===== Given records

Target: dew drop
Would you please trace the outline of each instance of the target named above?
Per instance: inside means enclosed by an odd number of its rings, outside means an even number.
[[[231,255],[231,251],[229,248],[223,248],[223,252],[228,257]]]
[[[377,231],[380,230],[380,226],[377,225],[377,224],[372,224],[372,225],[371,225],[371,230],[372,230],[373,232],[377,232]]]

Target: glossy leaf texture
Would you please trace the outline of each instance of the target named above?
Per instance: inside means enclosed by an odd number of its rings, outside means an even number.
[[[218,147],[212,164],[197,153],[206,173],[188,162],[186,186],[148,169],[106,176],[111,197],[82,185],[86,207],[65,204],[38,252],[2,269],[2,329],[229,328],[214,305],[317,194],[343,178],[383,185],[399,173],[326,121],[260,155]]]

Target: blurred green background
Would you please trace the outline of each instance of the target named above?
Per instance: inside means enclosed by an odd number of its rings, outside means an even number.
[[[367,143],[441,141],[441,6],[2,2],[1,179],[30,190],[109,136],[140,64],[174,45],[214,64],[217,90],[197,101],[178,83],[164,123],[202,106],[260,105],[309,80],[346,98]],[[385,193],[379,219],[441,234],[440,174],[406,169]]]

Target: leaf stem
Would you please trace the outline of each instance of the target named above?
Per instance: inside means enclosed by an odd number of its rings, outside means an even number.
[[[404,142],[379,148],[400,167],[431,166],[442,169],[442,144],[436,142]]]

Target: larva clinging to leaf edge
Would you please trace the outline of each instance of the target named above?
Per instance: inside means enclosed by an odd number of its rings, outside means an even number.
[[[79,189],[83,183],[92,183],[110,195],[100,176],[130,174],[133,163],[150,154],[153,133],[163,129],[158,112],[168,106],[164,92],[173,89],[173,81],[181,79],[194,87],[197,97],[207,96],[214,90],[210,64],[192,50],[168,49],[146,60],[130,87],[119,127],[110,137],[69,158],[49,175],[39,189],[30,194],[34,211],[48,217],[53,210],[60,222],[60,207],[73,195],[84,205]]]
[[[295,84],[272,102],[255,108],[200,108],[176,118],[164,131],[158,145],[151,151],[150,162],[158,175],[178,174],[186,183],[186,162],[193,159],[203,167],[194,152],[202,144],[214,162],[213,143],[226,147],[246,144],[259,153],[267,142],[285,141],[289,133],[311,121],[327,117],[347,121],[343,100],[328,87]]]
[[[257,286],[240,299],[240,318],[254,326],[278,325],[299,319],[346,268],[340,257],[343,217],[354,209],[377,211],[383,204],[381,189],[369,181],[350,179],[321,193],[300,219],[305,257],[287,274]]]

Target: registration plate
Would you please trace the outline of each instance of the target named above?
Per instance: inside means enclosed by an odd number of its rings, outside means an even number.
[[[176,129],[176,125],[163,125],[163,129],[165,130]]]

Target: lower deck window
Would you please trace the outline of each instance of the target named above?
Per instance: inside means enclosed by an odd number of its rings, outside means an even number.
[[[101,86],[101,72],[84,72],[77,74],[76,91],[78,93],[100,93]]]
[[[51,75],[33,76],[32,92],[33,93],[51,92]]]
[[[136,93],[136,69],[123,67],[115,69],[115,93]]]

==========

• What you will do
Can you rescale the material, beginning at the line that has "Target: registration plate" and stopping after the last line of the material? Reproduce every line in that span, requests included, with each polygon coordinate in the answers multiplied by 1.05 and rounded to a whole number, halves rounding up.

• Response
Target: registration plate
Would you please trace the outline of each instance of the target named above?
Per instance: inside means enclosed by an odd number of its rings, outside means an even number.
[[[185,135],[185,131],[171,131],[171,135],[173,137]]]

Target: lower deck window
Would you please trace the outline of each instance of the target named above?
Per instance: inside means enclosed by an odd number of its rings, outside means an even number.
[[[106,90],[106,76],[88,76],[81,78],[80,96],[82,98],[105,98]]]
[[[54,79],[35,80],[34,97],[35,98],[54,97]]]
[[[143,98],[143,72],[129,70],[121,72],[121,98]]]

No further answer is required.